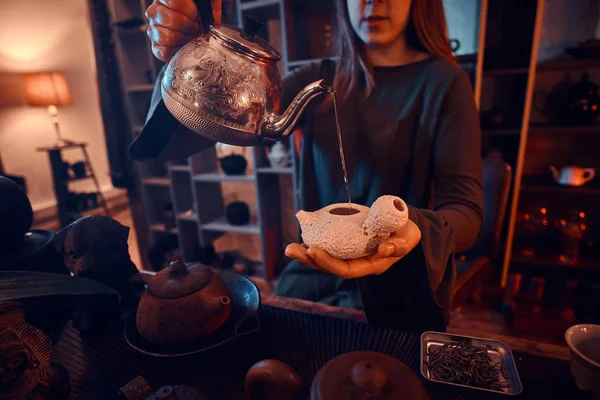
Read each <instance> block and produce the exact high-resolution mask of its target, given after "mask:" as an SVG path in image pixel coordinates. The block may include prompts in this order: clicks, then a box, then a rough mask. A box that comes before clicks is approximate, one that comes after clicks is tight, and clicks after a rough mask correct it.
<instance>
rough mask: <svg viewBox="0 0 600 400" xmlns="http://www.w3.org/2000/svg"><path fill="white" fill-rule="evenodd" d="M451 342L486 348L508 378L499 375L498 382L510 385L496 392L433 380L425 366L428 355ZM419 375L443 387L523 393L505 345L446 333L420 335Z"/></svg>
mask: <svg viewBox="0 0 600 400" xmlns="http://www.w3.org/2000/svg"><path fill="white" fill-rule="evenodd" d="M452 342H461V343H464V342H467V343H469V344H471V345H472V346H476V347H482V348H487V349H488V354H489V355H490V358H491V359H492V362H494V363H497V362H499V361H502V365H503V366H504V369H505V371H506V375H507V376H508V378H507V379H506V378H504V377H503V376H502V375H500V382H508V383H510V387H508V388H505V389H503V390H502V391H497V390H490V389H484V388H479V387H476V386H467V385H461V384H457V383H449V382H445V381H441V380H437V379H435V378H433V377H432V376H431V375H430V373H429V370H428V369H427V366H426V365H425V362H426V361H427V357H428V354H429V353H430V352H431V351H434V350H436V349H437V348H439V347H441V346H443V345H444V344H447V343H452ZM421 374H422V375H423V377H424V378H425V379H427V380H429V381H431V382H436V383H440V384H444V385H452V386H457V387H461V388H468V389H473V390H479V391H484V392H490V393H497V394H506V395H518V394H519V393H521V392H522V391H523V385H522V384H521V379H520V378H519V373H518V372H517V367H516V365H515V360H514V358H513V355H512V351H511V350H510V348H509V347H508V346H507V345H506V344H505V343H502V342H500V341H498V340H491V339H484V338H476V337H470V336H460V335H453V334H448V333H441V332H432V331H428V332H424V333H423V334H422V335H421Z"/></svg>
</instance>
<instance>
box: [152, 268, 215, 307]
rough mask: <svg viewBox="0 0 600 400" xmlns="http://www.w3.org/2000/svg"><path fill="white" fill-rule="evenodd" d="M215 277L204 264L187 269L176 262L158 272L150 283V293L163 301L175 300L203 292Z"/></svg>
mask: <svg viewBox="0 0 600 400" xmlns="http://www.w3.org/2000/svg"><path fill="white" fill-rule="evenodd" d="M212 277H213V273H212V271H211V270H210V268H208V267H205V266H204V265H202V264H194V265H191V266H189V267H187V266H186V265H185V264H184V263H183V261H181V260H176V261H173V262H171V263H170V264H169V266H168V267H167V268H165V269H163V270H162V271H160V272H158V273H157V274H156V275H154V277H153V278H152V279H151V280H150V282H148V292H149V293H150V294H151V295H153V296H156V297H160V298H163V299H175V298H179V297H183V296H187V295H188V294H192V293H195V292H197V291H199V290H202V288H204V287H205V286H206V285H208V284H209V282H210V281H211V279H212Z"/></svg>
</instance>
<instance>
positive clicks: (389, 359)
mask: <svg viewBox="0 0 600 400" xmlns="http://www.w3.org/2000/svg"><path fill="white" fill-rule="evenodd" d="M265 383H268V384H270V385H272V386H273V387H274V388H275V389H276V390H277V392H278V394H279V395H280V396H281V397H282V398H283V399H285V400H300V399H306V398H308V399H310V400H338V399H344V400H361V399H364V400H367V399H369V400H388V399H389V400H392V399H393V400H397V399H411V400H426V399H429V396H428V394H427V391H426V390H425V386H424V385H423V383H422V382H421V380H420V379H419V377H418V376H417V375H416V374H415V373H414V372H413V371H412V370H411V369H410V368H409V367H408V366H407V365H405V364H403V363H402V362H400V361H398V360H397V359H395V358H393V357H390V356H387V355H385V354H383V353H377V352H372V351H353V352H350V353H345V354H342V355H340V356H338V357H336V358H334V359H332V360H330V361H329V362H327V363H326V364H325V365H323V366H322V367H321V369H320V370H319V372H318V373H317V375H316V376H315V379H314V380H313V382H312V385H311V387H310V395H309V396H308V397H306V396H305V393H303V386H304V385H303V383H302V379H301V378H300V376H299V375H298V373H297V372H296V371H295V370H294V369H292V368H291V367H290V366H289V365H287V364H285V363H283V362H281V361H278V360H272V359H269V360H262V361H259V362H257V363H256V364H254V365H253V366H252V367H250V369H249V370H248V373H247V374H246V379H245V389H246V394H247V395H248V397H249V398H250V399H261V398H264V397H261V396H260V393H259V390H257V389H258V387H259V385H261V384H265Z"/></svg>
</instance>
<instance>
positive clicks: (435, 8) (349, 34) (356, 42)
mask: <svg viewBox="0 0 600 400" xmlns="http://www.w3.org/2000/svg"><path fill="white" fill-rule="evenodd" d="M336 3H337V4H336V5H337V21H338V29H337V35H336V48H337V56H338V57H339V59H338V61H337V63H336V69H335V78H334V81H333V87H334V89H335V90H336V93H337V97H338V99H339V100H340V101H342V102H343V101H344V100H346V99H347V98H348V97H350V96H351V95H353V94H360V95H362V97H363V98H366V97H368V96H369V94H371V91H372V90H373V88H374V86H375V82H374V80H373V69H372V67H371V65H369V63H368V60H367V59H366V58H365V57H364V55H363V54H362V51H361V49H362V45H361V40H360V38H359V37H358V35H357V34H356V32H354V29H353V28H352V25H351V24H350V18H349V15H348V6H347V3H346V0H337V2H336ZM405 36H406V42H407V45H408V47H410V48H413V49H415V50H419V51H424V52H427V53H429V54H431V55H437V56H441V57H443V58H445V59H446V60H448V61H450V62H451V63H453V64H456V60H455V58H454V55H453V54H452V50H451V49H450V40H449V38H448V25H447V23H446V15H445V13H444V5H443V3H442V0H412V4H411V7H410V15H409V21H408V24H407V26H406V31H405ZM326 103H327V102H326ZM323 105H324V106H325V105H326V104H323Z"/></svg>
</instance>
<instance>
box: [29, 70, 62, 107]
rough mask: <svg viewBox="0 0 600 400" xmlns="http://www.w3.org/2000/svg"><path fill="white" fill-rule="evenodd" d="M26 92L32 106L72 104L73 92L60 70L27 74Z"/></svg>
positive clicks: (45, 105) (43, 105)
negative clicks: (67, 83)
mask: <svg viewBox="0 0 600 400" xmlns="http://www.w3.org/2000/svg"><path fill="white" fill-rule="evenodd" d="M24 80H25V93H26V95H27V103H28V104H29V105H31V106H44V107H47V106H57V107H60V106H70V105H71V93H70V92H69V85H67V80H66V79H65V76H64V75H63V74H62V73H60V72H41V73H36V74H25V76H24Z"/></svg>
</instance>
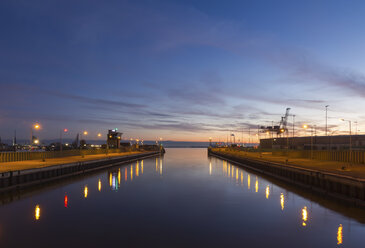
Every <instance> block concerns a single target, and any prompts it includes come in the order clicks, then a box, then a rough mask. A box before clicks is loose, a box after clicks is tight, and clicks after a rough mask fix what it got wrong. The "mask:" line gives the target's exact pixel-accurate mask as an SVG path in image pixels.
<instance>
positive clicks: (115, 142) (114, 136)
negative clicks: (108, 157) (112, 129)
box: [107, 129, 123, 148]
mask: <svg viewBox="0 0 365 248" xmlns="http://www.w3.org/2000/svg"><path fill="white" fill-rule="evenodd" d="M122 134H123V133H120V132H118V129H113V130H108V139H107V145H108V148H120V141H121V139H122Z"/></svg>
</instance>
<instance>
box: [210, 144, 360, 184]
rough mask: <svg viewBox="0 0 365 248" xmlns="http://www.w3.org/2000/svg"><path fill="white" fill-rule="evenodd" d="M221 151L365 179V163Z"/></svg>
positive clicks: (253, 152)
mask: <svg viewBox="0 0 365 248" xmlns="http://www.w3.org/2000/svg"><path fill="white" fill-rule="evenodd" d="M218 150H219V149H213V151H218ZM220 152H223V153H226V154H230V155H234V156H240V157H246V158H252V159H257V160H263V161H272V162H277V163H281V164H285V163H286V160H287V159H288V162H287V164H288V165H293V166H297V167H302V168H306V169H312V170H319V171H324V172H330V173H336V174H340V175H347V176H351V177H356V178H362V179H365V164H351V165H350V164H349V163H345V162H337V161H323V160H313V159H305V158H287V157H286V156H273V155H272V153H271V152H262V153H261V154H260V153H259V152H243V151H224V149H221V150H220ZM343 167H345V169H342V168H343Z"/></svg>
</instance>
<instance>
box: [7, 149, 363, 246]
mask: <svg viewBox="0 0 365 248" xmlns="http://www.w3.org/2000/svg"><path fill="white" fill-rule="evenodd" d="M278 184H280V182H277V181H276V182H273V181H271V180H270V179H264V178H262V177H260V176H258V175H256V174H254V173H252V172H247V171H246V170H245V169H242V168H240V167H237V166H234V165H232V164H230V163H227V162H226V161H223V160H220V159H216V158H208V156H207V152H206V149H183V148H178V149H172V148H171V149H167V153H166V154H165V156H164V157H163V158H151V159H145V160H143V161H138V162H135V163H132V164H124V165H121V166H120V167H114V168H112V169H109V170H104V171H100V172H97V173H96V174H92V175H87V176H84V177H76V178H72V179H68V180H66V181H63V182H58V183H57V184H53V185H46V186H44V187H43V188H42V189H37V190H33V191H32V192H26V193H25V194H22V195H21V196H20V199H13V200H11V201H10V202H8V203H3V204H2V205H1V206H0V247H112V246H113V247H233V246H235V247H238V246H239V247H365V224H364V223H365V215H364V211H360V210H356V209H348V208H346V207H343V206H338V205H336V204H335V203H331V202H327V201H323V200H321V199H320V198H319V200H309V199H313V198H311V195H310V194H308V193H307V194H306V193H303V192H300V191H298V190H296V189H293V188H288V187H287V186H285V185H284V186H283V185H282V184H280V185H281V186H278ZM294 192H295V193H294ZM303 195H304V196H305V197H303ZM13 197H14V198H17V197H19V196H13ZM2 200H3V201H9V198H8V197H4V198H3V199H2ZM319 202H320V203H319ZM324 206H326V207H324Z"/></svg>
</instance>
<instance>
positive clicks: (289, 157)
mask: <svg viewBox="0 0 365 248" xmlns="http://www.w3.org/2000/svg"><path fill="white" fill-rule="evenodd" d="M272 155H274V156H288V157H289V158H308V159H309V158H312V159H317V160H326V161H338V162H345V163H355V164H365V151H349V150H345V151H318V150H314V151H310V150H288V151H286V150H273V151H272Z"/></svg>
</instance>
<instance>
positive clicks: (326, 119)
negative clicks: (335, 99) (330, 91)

What is expected
For each line in the data that holds the word "block", copy the line.

The completed task
Read each <instance> block and produce the exact high-resolution mask of its target, given after "mask:" as an SVG path in image pixel coordinates. The block may include prompts in this order: clicks, then a box, then a rough mask. A box that comes before clicks is approximate, one that comes after clicks is tight, and clicks after a rough mask correct it.
Every <instance> block concerns a single target, and any prompts it includes come in the order clicks, then a box, then a rough mask. A box before clicks is loose, a box after clicks is tight, and clicks after a rough mask fix what it got wrong. The "mask:" line gives the target's exact pixel-accurate mask as an SVG path in image pixels.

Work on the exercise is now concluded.